## Excerpt to read
# # # #
[<prev] [next>] [<thread-prev] [thread-next>] [day] [month] [year] [list]
Message-ID: <b4ccaf05-36f7-fdde-dbb4-4ee98d2ebd7a@arm.com>
Date: Mon, 29 Jan 2018 19:43:44 +0100
From: Dietmar Eggemann <dietmar.eggemann@....com>
To: Vincent Guittot <vincent.guittot@...aro.org>,
Peter Zijlstra <peterz@...radead.org>,
Morten Rasmussen <morten.rasmussen@...s.arm.com>
Cc: Ingo Molnar <mingo@...nel.org>,
linux-kernel <linux-kernel@...r.kernel.org>,
Brendan Jackman <brendan.jackman@....com>,
Morten Rasmussen <morten.rasmussen@....com>
Subject: Re: [RFC PATCH 2/5] sched: Add NOHZ_STATS_KICK
On 01/24/2018 09:25 AM, Vincent Guittot wrote:
> Hi,
>
> Le Thursday 18 Jan 2018 à 10:38:07 (+0000), Morten Rasmussen a écrit :
>> On Mon, Jan 15, 2018 at 09:26:09AM +0100, Vincent Guittot wrote:
>>> Le Wednesday 03 Jan 2018 à 10:16:00 (+0100), Vincent Guittot a écrit :
[...]
>>>
>>> Hi Peter,
>>>
>>> With the patch below on top of your branch, the blocked loads are updated and
>>> decayed regularly. The main differences are:
>>> - It doesn't use a timer to trig ilb but the tick and when a cpu becomes idle.
>>> The main drawback of this solution is that the load is blocked when the
>>> system is fully idle with the advantage of not waking up a fully idle
>>> system. We have to wait for the next tick or newly idle event for updating
>>> blocked load when the system leaves idle stat which can be up to a tick long.
>>> If this is too long, we can check for kicking ilb when task wakes up so the
>>> blocked load will be updated as soon as the system leaves idle state.
>>> The main advantage is that we don't wake up a fully idle system every 32ms to
>>> update blocked load that will be not used.
>>> - I'm working on one more improvement to use nohz_idle_balance in the newly
>>> idle case when the system is not overloaded and
>>> (this_rq->avg_idle > sysctl_sched_migration_cost). In this case, we can try to
>>> use nohz_idle_balance with NOHZ_STATS_KICK and abort as soon as it exceed
>>> this_rq->avg_idle. This will remove some calls to kick_ilb and some wake up
>>> of an idle cpus.
>>
>> This sound like what I meant in my other reply :-)
>>
>> It seems pointless to have a timer to update PELT if the system is
>> completely idle, and when it isn't we can piggy back other events to
>> make the updates happen.
# # # #
## Stored rows
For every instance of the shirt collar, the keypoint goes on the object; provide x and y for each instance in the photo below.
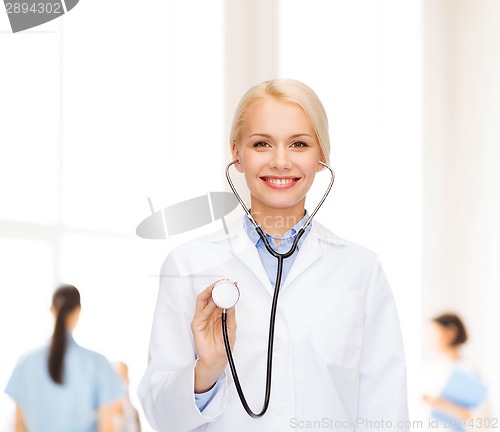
(290, 234)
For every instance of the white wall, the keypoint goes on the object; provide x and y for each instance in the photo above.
(462, 159)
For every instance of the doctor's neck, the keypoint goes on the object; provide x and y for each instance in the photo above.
(277, 221)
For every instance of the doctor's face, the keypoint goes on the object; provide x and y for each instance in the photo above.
(279, 155)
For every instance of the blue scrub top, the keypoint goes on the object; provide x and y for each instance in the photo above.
(89, 382)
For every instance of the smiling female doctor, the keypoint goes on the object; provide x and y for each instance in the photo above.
(338, 356)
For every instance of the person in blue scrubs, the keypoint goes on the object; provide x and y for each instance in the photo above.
(62, 386)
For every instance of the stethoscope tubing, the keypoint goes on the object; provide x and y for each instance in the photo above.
(280, 257)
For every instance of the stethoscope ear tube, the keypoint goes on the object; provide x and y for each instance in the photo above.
(280, 257)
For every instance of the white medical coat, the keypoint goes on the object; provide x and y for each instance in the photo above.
(338, 354)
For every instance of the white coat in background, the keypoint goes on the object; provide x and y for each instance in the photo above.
(338, 354)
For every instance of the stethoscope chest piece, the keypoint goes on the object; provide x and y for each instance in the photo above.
(225, 294)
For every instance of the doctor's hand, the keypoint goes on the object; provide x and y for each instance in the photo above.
(209, 343)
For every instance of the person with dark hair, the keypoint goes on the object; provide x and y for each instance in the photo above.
(453, 382)
(64, 387)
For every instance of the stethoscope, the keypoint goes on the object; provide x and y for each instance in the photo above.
(226, 294)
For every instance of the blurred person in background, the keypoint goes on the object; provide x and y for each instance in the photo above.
(127, 419)
(61, 386)
(454, 393)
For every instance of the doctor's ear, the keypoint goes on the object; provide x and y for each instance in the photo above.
(236, 156)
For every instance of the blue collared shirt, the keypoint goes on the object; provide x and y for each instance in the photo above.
(270, 264)
(89, 382)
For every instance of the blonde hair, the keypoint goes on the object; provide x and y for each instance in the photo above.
(287, 90)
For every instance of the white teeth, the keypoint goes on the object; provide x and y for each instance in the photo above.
(279, 181)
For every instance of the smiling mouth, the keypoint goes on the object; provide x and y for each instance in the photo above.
(280, 182)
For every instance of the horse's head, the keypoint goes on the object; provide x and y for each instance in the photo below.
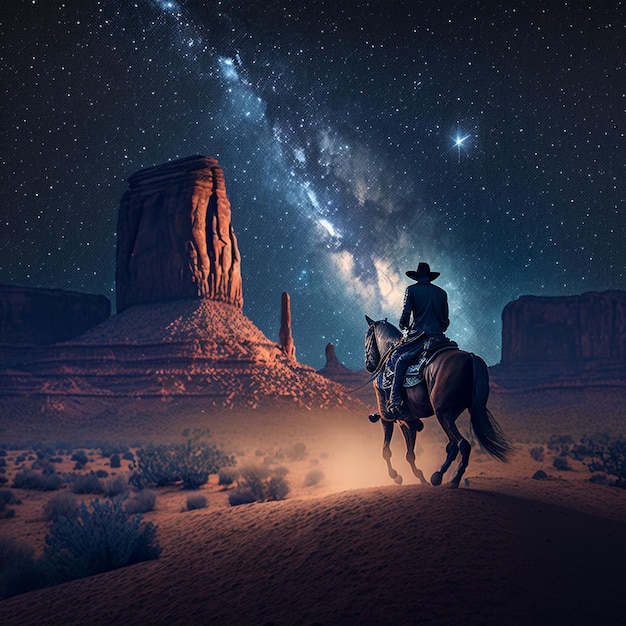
(372, 353)
(379, 337)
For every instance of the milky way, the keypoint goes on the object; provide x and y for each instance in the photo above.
(486, 138)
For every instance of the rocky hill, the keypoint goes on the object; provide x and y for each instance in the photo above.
(566, 340)
(180, 332)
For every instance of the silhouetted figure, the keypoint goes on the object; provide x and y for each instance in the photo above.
(427, 305)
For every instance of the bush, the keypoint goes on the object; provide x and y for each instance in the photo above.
(86, 483)
(227, 477)
(27, 479)
(607, 455)
(196, 501)
(297, 452)
(97, 540)
(81, 459)
(190, 464)
(142, 502)
(7, 497)
(259, 484)
(561, 463)
(115, 486)
(60, 505)
(313, 477)
(19, 571)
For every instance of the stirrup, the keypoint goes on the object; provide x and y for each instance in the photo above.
(396, 409)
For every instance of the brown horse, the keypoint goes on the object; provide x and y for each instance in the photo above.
(453, 382)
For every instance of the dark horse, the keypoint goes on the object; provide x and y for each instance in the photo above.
(454, 381)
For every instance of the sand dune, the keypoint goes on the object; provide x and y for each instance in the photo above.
(357, 549)
(502, 551)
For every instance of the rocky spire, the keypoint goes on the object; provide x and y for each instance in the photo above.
(174, 236)
(285, 337)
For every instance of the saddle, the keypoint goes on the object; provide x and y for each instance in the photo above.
(433, 346)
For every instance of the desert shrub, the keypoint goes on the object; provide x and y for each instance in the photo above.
(7, 497)
(142, 502)
(190, 464)
(297, 452)
(313, 477)
(196, 501)
(115, 486)
(561, 463)
(80, 457)
(19, 571)
(607, 455)
(99, 539)
(27, 479)
(281, 471)
(560, 444)
(60, 505)
(259, 484)
(86, 483)
(226, 477)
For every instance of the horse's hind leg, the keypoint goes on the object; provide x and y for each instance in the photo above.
(452, 449)
(457, 444)
(409, 430)
(388, 431)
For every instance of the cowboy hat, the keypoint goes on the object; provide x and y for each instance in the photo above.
(423, 271)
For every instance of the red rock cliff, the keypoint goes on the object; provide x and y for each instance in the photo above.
(571, 329)
(175, 238)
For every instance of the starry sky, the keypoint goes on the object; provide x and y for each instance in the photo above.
(357, 139)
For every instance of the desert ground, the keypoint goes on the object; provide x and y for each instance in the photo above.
(350, 546)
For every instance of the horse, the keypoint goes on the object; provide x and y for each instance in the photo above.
(454, 381)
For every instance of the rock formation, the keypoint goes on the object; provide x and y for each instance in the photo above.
(46, 316)
(568, 338)
(353, 380)
(285, 336)
(175, 238)
(179, 335)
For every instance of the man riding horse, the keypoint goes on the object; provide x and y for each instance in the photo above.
(427, 304)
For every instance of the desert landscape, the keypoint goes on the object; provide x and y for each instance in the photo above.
(349, 546)
(259, 483)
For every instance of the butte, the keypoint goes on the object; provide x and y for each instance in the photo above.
(179, 333)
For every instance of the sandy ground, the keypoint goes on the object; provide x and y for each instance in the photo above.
(354, 548)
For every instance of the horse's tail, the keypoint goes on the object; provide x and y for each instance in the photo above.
(485, 427)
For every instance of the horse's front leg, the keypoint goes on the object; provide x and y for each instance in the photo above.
(388, 431)
(409, 430)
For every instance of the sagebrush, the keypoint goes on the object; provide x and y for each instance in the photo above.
(190, 464)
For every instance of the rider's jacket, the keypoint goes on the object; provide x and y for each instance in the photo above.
(428, 304)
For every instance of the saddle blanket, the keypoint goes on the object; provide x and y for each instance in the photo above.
(415, 373)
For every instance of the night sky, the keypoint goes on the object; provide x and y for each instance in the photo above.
(356, 138)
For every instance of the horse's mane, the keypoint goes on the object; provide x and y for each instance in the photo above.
(387, 331)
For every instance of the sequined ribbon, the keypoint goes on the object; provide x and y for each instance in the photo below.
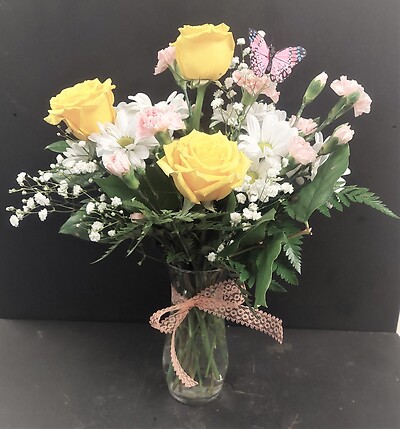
(223, 300)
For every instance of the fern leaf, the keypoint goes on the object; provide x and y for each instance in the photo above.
(292, 250)
(365, 196)
(286, 274)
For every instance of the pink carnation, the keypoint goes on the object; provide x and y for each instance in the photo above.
(301, 150)
(306, 126)
(344, 133)
(255, 85)
(117, 163)
(136, 216)
(344, 87)
(155, 119)
(166, 57)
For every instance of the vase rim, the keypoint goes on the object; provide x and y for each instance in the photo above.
(182, 270)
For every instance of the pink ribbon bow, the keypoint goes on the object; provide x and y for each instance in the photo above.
(223, 300)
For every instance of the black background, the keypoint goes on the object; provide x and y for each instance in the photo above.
(351, 272)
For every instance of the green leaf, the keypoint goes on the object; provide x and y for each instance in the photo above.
(364, 196)
(58, 147)
(113, 186)
(317, 192)
(276, 287)
(292, 249)
(255, 234)
(285, 273)
(265, 260)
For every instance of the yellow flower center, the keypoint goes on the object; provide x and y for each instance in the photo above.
(254, 176)
(264, 145)
(125, 141)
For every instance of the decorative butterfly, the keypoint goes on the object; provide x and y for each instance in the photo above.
(264, 58)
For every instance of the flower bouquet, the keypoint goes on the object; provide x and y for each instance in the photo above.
(224, 189)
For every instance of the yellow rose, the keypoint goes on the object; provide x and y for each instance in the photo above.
(204, 167)
(204, 52)
(82, 106)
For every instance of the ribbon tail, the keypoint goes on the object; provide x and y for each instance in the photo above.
(252, 318)
(186, 380)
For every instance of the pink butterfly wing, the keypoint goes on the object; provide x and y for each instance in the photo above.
(283, 62)
(259, 53)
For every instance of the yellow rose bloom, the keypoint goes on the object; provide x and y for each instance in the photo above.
(82, 106)
(204, 167)
(204, 52)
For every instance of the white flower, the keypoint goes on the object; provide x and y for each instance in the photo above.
(42, 214)
(20, 179)
(238, 107)
(235, 61)
(217, 102)
(14, 221)
(228, 82)
(122, 136)
(268, 137)
(62, 189)
(41, 199)
(94, 236)
(235, 218)
(287, 188)
(46, 176)
(76, 190)
(97, 226)
(90, 207)
(30, 203)
(241, 198)
(116, 201)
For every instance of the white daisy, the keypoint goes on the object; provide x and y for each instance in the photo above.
(267, 137)
(122, 136)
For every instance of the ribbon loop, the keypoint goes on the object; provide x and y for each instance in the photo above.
(222, 300)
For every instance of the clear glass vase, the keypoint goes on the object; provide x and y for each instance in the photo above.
(200, 342)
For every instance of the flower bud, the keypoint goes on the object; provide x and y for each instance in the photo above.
(329, 146)
(343, 133)
(314, 88)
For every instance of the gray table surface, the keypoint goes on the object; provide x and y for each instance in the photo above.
(108, 375)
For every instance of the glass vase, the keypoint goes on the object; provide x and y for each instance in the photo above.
(200, 342)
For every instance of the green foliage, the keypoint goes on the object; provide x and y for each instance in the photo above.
(317, 192)
(113, 186)
(77, 225)
(265, 260)
(292, 249)
(354, 194)
(285, 273)
(58, 147)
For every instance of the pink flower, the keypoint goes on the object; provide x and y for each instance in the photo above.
(255, 85)
(117, 163)
(301, 150)
(136, 216)
(344, 133)
(166, 57)
(155, 119)
(344, 87)
(306, 126)
(321, 78)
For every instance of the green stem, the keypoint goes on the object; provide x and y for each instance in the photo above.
(201, 90)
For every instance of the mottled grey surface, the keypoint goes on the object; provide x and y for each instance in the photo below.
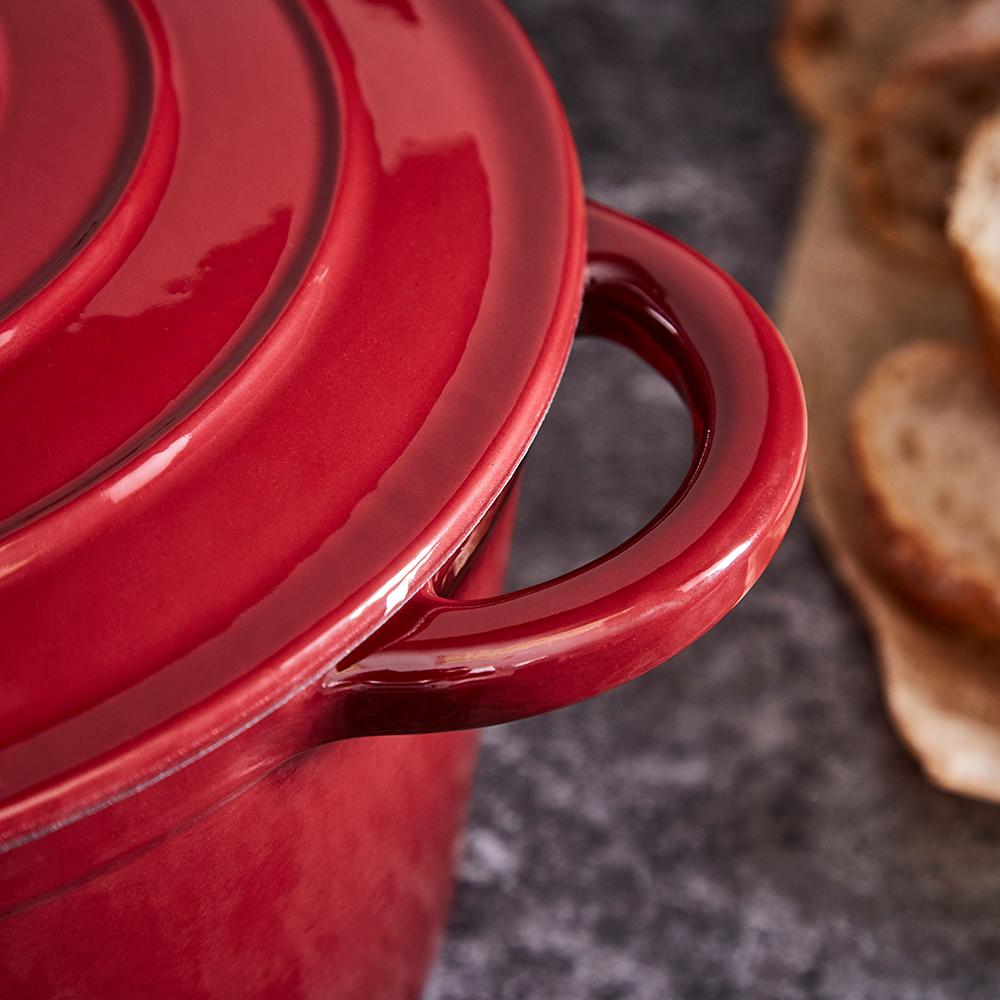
# # # #
## What you will do
A. According to the mailing list thread, how often would a fully idle system be woken to update blocked load that will not be used?
B. Count the lines of the entries above that contain the string "person", and give only the number.

## Solutions below
A. Every 32ms.

B. 3